START DATA SHOWN

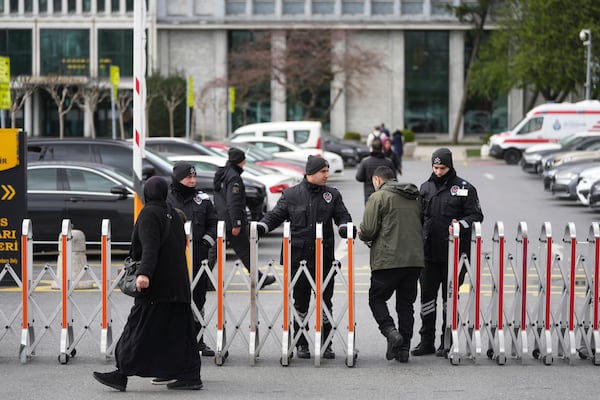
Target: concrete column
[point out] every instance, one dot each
(278, 94)
(456, 79)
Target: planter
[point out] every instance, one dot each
(409, 149)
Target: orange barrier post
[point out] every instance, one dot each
(286, 350)
(106, 262)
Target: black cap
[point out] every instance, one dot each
(442, 156)
(314, 164)
(236, 155)
(183, 169)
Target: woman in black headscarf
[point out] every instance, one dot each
(158, 339)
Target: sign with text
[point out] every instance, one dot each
(13, 198)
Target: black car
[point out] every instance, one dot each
(119, 155)
(85, 193)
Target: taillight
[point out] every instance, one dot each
(279, 188)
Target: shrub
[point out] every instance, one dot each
(409, 136)
(352, 136)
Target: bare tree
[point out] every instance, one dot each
(124, 100)
(65, 92)
(21, 88)
(172, 91)
(90, 95)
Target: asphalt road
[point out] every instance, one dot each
(507, 195)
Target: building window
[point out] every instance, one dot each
(65, 51)
(115, 47)
(426, 77)
(16, 44)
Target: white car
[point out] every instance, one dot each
(274, 182)
(586, 179)
(284, 149)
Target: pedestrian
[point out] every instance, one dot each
(367, 166)
(396, 256)
(304, 205)
(398, 144)
(230, 201)
(387, 151)
(197, 208)
(158, 338)
(445, 198)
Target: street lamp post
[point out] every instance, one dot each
(586, 37)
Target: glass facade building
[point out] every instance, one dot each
(425, 51)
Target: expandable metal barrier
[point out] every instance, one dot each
(555, 328)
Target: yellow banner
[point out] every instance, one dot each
(9, 148)
(5, 100)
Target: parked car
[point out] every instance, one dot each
(84, 192)
(119, 155)
(274, 182)
(292, 168)
(283, 148)
(586, 179)
(305, 134)
(348, 153)
(532, 157)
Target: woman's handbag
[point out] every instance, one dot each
(127, 282)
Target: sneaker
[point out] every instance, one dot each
(402, 356)
(186, 385)
(162, 381)
(204, 350)
(328, 353)
(423, 349)
(302, 351)
(115, 379)
(269, 280)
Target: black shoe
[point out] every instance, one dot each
(269, 280)
(302, 351)
(402, 356)
(205, 350)
(162, 381)
(328, 353)
(423, 349)
(186, 385)
(115, 379)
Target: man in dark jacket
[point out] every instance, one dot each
(198, 209)
(396, 256)
(305, 205)
(445, 198)
(364, 172)
(230, 201)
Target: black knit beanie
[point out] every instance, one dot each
(236, 155)
(315, 164)
(442, 156)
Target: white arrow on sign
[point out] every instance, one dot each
(9, 192)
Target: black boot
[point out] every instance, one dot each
(395, 340)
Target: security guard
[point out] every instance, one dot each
(305, 205)
(198, 208)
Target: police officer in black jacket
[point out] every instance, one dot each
(230, 201)
(198, 208)
(305, 205)
(445, 198)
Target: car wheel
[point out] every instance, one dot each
(512, 156)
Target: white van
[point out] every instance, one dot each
(305, 134)
(545, 123)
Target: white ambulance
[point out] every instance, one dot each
(543, 124)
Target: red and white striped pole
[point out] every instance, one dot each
(139, 99)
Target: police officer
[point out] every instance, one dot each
(198, 208)
(305, 205)
(230, 200)
(445, 198)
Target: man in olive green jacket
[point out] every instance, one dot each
(392, 227)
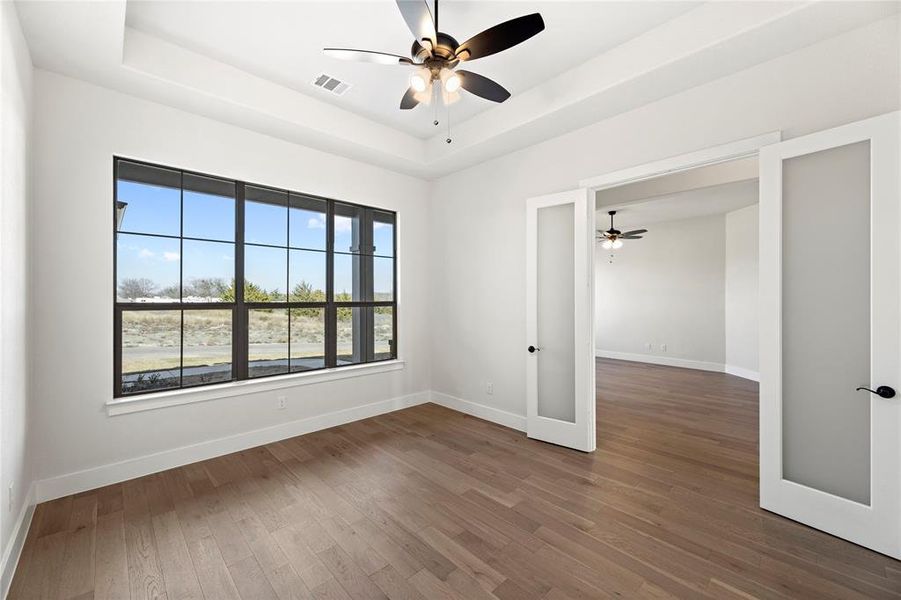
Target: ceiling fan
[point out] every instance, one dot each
(436, 54)
(613, 238)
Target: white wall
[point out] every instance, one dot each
(666, 289)
(741, 292)
(15, 146)
(78, 129)
(477, 229)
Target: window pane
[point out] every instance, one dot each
(307, 339)
(148, 199)
(151, 350)
(348, 278)
(207, 346)
(147, 268)
(349, 331)
(347, 228)
(306, 278)
(266, 217)
(383, 234)
(383, 279)
(268, 337)
(209, 269)
(209, 208)
(307, 223)
(265, 274)
(383, 332)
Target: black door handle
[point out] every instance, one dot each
(883, 391)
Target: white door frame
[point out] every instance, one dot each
(583, 435)
(580, 434)
(877, 525)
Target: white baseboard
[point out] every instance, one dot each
(680, 362)
(742, 372)
(668, 361)
(13, 549)
(495, 415)
(88, 479)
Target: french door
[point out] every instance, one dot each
(559, 339)
(830, 323)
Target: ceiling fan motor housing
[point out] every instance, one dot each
(442, 56)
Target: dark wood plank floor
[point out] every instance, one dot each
(428, 503)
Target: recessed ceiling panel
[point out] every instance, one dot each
(283, 41)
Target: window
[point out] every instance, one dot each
(220, 280)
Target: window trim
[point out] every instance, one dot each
(241, 383)
(217, 391)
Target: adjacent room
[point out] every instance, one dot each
(441, 299)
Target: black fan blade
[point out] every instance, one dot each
(381, 58)
(409, 100)
(419, 19)
(500, 37)
(482, 86)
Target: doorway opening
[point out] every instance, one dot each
(676, 270)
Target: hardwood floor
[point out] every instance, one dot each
(429, 503)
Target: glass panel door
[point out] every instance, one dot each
(559, 350)
(556, 327)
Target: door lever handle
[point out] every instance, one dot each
(883, 391)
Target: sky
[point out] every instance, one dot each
(156, 210)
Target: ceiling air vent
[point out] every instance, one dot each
(330, 84)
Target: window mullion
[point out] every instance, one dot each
(239, 333)
(331, 315)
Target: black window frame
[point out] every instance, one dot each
(240, 309)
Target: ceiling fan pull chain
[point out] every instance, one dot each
(449, 140)
(436, 90)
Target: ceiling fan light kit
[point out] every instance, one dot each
(436, 55)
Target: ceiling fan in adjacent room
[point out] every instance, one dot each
(435, 54)
(613, 238)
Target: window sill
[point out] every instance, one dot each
(123, 406)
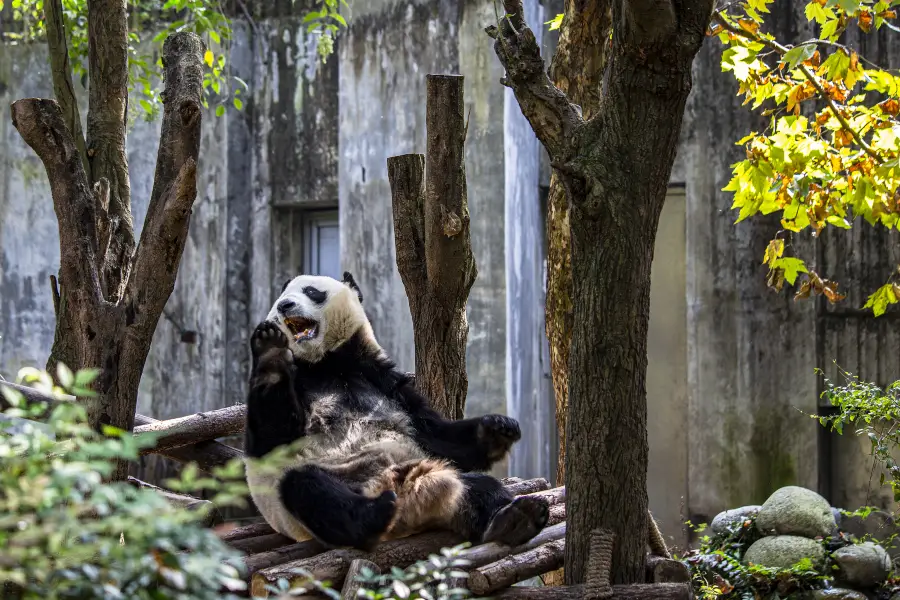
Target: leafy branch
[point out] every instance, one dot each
(841, 162)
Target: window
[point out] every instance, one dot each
(322, 243)
(305, 241)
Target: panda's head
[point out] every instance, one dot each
(319, 314)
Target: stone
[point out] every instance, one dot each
(794, 510)
(729, 520)
(836, 594)
(863, 565)
(784, 551)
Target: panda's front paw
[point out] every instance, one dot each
(497, 434)
(267, 336)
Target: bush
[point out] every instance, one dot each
(65, 533)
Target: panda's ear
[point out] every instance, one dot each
(351, 283)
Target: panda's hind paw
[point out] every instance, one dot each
(379, 514)
(519, 521)
(267, 336)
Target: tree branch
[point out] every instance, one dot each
(406, 175)
(449, 262)
(193, 428)
(553, 118)
(41, 124)
(434, 249)
(174, 188)
(61, 72)
(106, 125)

END DATA SHOWN

The entries above are to be returned exactly, without their pictures.

IN RESPONSE:
Target: concrete column
[point out] every instance, one dot each
(278, 94)
(456, 79)
Target: planter
[point out] every instance, one dot each
(409, 149)
Target: orange barrier post
[point out] every instance, one dot each
(286, 350)
(106, 262)
Target: black cap
[point out] every instance, one dot each
(442, 156)
(314, 164)
(236, 155)
(183, 169)
Target: woman in black headscarf
[point out] every instance, one dot each
(158, 339)
Target: sign with text
[point out] every instance, one dot each
(13, 198)
Target: black car
[point out] every instance, one dot each
(119, 155)
(85, 193)
Target: taillight
[point out] every instance, one dot each
(279, 188)
Target: shrub
[point out] every instance, one dot each
(409, 136)
(352, 136)
Target: bare tree
[point out] every instance, one dot each
(124, 100)
(65, 92)
(21, 88)
(172, 91)
(90, 95)
Target: asphalt road
[point out] every instance, one dot each
(507, 195)
Target: building window
[point out] every instance, one dot each
(65, 51)
(115, 47)
(426, 77)
(16, 44)
Target: white car
[point out] every instance, one dot each
(274, 182)
(586, 179)
(284, 149)
Target: pedestrian
[point out] every instance, one dot each
(367, 166)
(396, 256)
(304, 205)
(398, 144)
(230, 201)
(387, 151)
(197, 208)
(158, 338)
(445, 198)
Target: street lamp post
[point out] every instance, one dot each
(586, 37)
Target: glass facade building
[point out] every instance, one dot each
(425, 51)
Target: expandable metal barrier
[point out] every instance, one dot each
(555, 328)
Target: yellow banner
[point out] every instance, one dot each
(9, 148)
(5, 100)
Target: parked car
[point out] every instance, one dot each
(84, 192)
(119, 155)
(274, 182)
(292, 168)
(283, 148)
(586, 179)
(305, 134)
(348, 153)
(532, 157)
Target: woman's handbag
[point out] every instance, one dot each
(127, 282)
Target: sneaker
[point out] every instance, one dot each
(402, 356)
(186, 385)
(162, 381)
(204, 350)
(328, 353)
(423, 349)
(302, 351)
(115, 379)
(269, 280)
Target: black shoe
[point out] every instance, one dot each
(269, 280)
(302, 351)
(402, 356)
(205, 350)
(162, 381)
(328, 353)
(423, 349)
(186, 385)
(115, 379)
Target: man in dark jacket
[point out] every instance, one dot each
(198, 209)
(396, 256)
(305, 205)
(445, 198)
(364, 172)
(230, 201)
Target: black knit beanie
[point out] every instance, one dot each
(236, 155)
(315, 164)
(442, 156)
Target: white arrow on sign
[point out] every instance, one dot each
(9, 192)
Target: black boot
[point out] every instance, one dot each
(395, 340)
Target: security guard
[point out] every instance, one dot each
(305, 205)
(198, 208)
Target: police officer in black jacket
[point out] every instance, one dot each
(230, 201)
(198, 208)
(305, 205)
(445, 198)
Target: car wheel
[point out] every instance, one dot each
(512, 156)
Target: white van
[point out] every instance, one dot each
(305, 134)
(545, 123)
Target: white ambulance
[point out] every instance, one dot each
(543, 124)
Target: red and white striped pole
[point out] every instance, one dot each
(139, 99)
Target: police officer
[point out] every instance, one dot each
(198, 208)
(305, 205)
(230, 200)
(445, 198)
Target: man in olive green jacket
[point out] every instance, one dot each
(392, 227)
Target: ceiling fan
[point out] every instance, one dot each
(436, 54)
(613, 238)
Target: white wall
[point out] every instance, one dot each
(666, 289)
(741, 292)
(15, 146)
(78, 129)
(477, 229)
Target: window pane
[point out] every instance, one dot each
(307, 339)
(148, 199)
(151, 350)
(348, 278)
(207, 346)
(147, 268)
(349, 331)
(347, 228)
(306, 278)
(266, 217)
(383, 234)
(383, 279)
(268, 337)
(209, 269)
(209, 208)
(307, 223)
(265, 274)
(383, 332)
Target: black door handle
[point out] every instance, one dot each
(883, 391)
Target: white door frame
[point out] every instance, one dot each
(583, 435)
(580, 434)
(877, 525)
Target: white baseboard
[point out] every instance, one dot each
(680, 362)
(742, 372)
(668, 361)
(13, 549)
(495, 415)
(88, 479)
Target: french door
[point out] every instance, one dot each
(559, 339)
(830, 323)
Target: ceiling fan motor housing
[point out] every instance, one dot each
(442, 56)
Target: dark wood plank floor
[point out] every instance, one dot each
(428, 503)
Target: recessed ceiling panel
[point out] every instance, one dot each
(283, 41)
Target: window
[point out] every instance, one dot each
(220, 280)
Target: window trim
[point out] every instance, one dot each
(241, 383)
(217, 391)
Target: adjacent room
[point out] every instance, one dot each
(441, 299)
Target: black fan blade
[point out] every instance, one dot each
(381, 58)
(409, 100)
(419, 19)
(500, 37)
(482, 86)
Target: doorway opening
[point out] every instance, one dot each
(676, 270)
Target: hardwood floor
[point out] every instance, one dot each
(429, 503)
Target: glass panel door
[point out] every instance, one dot each
(559, 350)
(556, 327)
Target: door lever handle
[point out] every instance, one dot each
(883, 391)
Target: sky
[point out] every instance, one dot each
(156, 210)
Target: ceiling air vent
[point out] every instance, one dot each
(330, 84)
Target: window mullion
[point out] every instance, one dot each
(239, 333)
(331, 315)
Target: black window frame
[point out] every instance, one dot each
(240, 309)
Target: ceiling fan pull chain
[point out] every instance, one dot each
(449, 140)
(436, 90)
Target: ceiling fan light kit
[point out] every instance, one dot each
(436, 55)
Target: ceiling fan in adjacent room
[point out] every instance, one dot each
(435, 54)
(613, 238)
Target: window sill
[point out] every instance, one dot each
(123, 406)
Target: leafy branch
[point out] every instance, one dot each
(841, 162)
Target: window
[point out] every instance, one dot each
(322, 243)
(305, 241)
Target: panda's head
[point out] every instance, one dot each
(319, 314)
Target: stone
[point out] every instance, one dot each
(794, 510)
(729, 520)
(836, 594)
(863, 565)
(784, 551)
Target: panda's front paw
[point out] every instance, one dot each
(497, 434)
(267, 336)
Target: bush
[point out] every instance, one dot each
(65, 533)
Target: panda's ear
[point out] every instance, one dot each
(351, 283)
Target: panda's hind paw
[point out] every instance, one dot each
(379, 514)
(519, 521)
(267, 336)
Target: tree branch
[point out] every instance, one dot each
(406, 175)
(449, 262)
(193, 428)
(553, 118)
(41, 124)
(434, 249)
(174, 188)
(61, 72)
(106, 125)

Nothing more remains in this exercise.